• PROBLEM REQUIREMENTS
Starting at the top line, return each entry word for word.

+---+

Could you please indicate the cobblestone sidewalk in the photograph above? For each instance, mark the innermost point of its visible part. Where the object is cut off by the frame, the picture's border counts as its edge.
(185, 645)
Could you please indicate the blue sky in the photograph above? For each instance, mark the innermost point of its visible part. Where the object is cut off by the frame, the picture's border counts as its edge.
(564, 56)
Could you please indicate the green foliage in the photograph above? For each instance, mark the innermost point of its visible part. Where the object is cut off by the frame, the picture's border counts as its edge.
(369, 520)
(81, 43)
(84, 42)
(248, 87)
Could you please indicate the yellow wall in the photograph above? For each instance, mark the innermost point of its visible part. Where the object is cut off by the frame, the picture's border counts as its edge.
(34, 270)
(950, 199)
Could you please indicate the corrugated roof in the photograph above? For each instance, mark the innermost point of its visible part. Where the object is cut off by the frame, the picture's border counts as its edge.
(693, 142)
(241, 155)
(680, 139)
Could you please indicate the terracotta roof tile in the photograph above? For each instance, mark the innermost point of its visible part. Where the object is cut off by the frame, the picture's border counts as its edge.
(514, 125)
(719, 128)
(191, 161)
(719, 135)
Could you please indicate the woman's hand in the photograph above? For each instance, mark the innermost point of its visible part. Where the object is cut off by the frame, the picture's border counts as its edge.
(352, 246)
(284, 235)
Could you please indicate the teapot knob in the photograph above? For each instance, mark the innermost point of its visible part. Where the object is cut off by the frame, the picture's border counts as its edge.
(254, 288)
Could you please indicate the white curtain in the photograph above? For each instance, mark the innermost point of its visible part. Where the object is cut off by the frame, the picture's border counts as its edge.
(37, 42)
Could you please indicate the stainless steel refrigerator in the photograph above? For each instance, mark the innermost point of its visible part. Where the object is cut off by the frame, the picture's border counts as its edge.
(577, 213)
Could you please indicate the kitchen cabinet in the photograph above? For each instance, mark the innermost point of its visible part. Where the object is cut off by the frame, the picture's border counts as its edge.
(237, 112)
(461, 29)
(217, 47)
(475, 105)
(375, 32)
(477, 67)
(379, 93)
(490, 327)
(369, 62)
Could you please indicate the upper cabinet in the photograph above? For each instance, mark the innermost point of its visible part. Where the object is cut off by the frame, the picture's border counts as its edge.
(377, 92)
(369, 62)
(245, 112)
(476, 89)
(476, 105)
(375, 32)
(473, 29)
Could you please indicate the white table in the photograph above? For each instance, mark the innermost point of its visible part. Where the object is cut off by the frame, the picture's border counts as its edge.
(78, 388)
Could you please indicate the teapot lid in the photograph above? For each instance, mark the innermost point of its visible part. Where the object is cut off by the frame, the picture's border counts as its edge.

+---+

• SOLUTION FOR THIS PROBLEM
Could you please indicate the cobblestone sidewalk in the photograph above? For each instance, mark the innermost point of its visible part. Where the object is cut off by the frame, the picture's border counts as its edge.
(185, 645)
Could you please indicate the blue sky in the photograph above? For each instance, mark the innermost point of its visible part. Where the object is cut off by the frame, the picture's border counts as its edge.
(564, 56)
Could you please indicate the green foliage in the photograph above? For each instance, mark the innermost point of its visible part. Where the object is cut off by the frame, the picture's border counts as its edge.
(369, 520)
(81, 43)
(84, 42)
(248, 87)
Could you please indicate the yellow wall in the photograph above? For each instance, mark the innermost point of its visible part. Where the object is cut off by the frame, the picture's border counts as its edge.
(34, 270)
(950, 199)
Could you please indicate the corrugated roof in the photograph above? For each instance, mark the innermost point of its visible part. Where the object is cut off by the frame, the picture's border counts as its edge.
(693, 142)
(241, 155)
(680, 139)
Could you please indicate the terracotta roof tile in the photograph above? For each instance, mark the innermost point of its visible part. Where the object is cut off by the frame, the picture's border counts as its edge.
(514, 125)
(719, 128)
(191, 161)
(719, 135)
Could you please indicate the woman's hand in the photograph above? For each instance, mark the innermost point of its visible part. Where the object is cut off by the frame, the picture's border counts as its edge.
(352, 246)
(284, 235)
Could you please indicate the teapot knob in the photograph above? For each instance, mark the innermost point of its visible part. Where the object is cut off by the frame, the picture's border counts as its edge.
(254, 288)
Could you please indicate the white curtain in the photograph above? For each instance, mark the innermost point of its visible part. Where the object is cut off by the frame, the picture's border counts as its edge.
(37, 42)
Could you please indicate the stainless steel refrigerator in the photograph above? For each instance, mark the innermost point of its visible part. Where the object is cut off by the frame, the picture's border counts as its edge.
(577, 213)
Could you please indicate the kitchen cabinet in the photograph above? For each instance, mark the innermost point of its visible part. Where the object is cut off by the frame, the picture's border counts as its edge.
(237, 112)
(461, 29)
(217, 47)
(475, 105)
(375, 32)
(477, 67)
(379, 93)
(490, 327)
(369, 62)
Could you please indicate the upper cabinet in the photograph above? For each instance, mark the innermost point of its visible part. Where the object is cut off by the frame, the picture's border counts as its edge.
(377, 92)
(369, 62)
(245, 112)
(476, 89)
(476, 105)
(375, 32)
(473, 29)
Could you please indicate the white table in the photograph above? For each instance, mark the innermost point of its visible part. Where the object is cut off by the frame, the picture's border counts as its edge.
(78, 388)
Could you please indicate the teapot lid in the photograph above? For each instance, mark the innermost point of its visible part. Where the object is cut off by the frame, the picture's border counts as its edge.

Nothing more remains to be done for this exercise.